Extrait du témoignage >>
▶
Ce fait de vie se déroule actuellement, il ne reprend pas la totalité des événements qui nécessitent de la part des personnes et des familles une vigilance accrue pour résister à la misère. Ce n’est pas pour régler des comptes ou dénoncer telle ou telle pratique en particulier.
Il est écrit et lu dans ce parlement pour témoigner des mémoires du courage des pauvres. Il est la parole et la pensée partagée d’une famille dont le regard sur son existence questionne notre société dans ses contradictions, sa capacité à entretenir et amplifier les inégalités.


Témoignage en format imprimable
Le compagnon :
Nous sommes une très grande famille recomposée, j’ai 3 enfants et ma compagne en a 10. A nous deux, nous avons 13 enfants dont 5 sont encore avec nous.

Depuis le 08 mai 2009, nous habitons ensemble officieusement, ma compagne est venue me rejoindre dans mon appartement qui est géré par une Agence Immobilière sociale (AIS) à Namur.

En septembre 2009, après avoir bien réfléchi, nous avons décidé de vivre officiellement ensemble en étant conscients des problèmes que cela comporterait.
◀
Tâches et exercices >>
[1] Transcrivez fidèlement le passage du témoignage qui s'ouvre sur les mots « Il est écrit » et se referme sur « que cela comporterait. ».
[2] Les affirmations suivantes concordent-elles avec le témoignage ? Répondez par oui ou par non, en citant les mots décisifs du témoignage.
(a) La compagne a dix enfants.
(b) L'appartement où vit le couple est géré par une Agence Immobilière sociale à Namur.
(c) C'est en mai 2009 que le couple a décidé de vivre officiellement ensemble.
[3] Prolongez le témoignage de cette famille recomposée à partir de sa dernière phrase.

Données fournies >>
▶
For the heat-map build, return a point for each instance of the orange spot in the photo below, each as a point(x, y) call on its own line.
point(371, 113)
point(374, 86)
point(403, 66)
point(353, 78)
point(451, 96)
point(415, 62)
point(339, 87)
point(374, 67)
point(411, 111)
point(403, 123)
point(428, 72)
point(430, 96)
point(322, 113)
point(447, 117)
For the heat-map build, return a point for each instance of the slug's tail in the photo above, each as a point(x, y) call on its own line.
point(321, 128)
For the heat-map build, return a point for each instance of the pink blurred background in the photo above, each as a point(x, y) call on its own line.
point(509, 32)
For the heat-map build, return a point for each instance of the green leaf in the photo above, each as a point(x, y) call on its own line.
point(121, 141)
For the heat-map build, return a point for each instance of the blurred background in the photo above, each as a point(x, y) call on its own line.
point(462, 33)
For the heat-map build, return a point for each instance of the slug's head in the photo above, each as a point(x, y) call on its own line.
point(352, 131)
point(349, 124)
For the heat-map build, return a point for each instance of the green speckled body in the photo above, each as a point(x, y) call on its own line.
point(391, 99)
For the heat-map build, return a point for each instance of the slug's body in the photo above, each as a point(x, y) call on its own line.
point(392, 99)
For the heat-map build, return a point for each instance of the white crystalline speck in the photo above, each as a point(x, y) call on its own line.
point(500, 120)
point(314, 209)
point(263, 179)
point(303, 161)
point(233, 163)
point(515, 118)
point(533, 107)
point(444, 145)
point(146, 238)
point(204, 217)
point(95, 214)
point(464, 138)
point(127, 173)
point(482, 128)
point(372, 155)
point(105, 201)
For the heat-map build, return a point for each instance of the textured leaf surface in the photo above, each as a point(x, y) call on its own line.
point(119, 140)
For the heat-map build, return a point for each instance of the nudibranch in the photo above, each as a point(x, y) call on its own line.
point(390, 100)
◀
Réponses aux tâches >>
[1]
Il est écrit et lu dans ce parlement pour témoigner des mémoires du courage des pauvres. Il est la parole et la pensée partagée d’une famille dont le regard sur son existence questionne notre société dans ses contradictions, sa capacité à entretenir et amplifier les inégalités.


Témoignage en format imprimable
Le compagnon :
Nous sommes une très grande famille recomposée, j’ai 3 enfants et ma compagne en a 10. A nous deux, nous avons 13 enfants dont 5 sont encore avec nous.

Depuis le 08 mai 2009, nous habitons ensemble officieusement, ma compagne est venue me rejoindre dans mon appartement qui est géré par une Agence Immobilière sociale (AIS) à Namur.

En septembre 2009, après avoir bien réfléchi, nous avons décidé de vivre officiellement ensemble en étant conscients des problèmes que cela comporterait.

[2]
(a) Oui : « ma compagne en a 10 ».
(b) Oui : « mon appartement qui est géré par une Agence Immobilière sociale (AIS) à Namur ».
(c) Non : « En septembre 2009, après avoir bien réfléchi, nous avons décidé de vivre officiellement ensemble ».

[3]
La maman : 
«  Je me séparais de mon ex mari. La garde des enfants s’annonçait difficile ainsi que le partage de la propriété des biens communs. »

Le compagnon :
« En septembre 2009, nous vivions avec 5 de nos enfants, dont une fille de ma compagne, enceinte avec son mari et leurs deux filles qui à l’époque avaient des soucis de logement.
C’était un vrai camping à la maison! On inventait toutes sortes de choses, et on trouvait des solutions pour que tout le monde ait un lit et un espace pour dormir.

Mon revenu provenait du chômage et nous avions une partie des allocations familiales, nous vivions avec 1260 euros par mois. J’étais en médiation de dettes, donc, je devais remettre une partie et c’était encore plus difficile pour joindre les deux bouts. Il m’était impossible de faire les courses pour un mois avec ce revenu. Mais, je m’arrangeais et je faisais tout pour que les enfants ne manquent de rien. »

La maman :
«  J’étais préposée aux toilettes dans un snack, je travaillais 10h par jour. On m’avait promis un contrat et une fiche de salaire que je n’ai jamais eus. Je n’ai pas choisi de travailler en noir, j’avais mes enfants à nourrir. »

N’ayant pas un grand revenu, nous avons fait une demande au CPAS pour une aide alimentaire, afin de nous aider dans les frais scolaires, de santé,…
Le CPAS a refusé, « Vous n’avez qu’à travailler .
Après insistance, le CPAS nous a donné son accord pour trois mois.
Actuellement, il nous réclame le remboursement de cette somme, prétextant que mon compagnon gagne suffisamment. »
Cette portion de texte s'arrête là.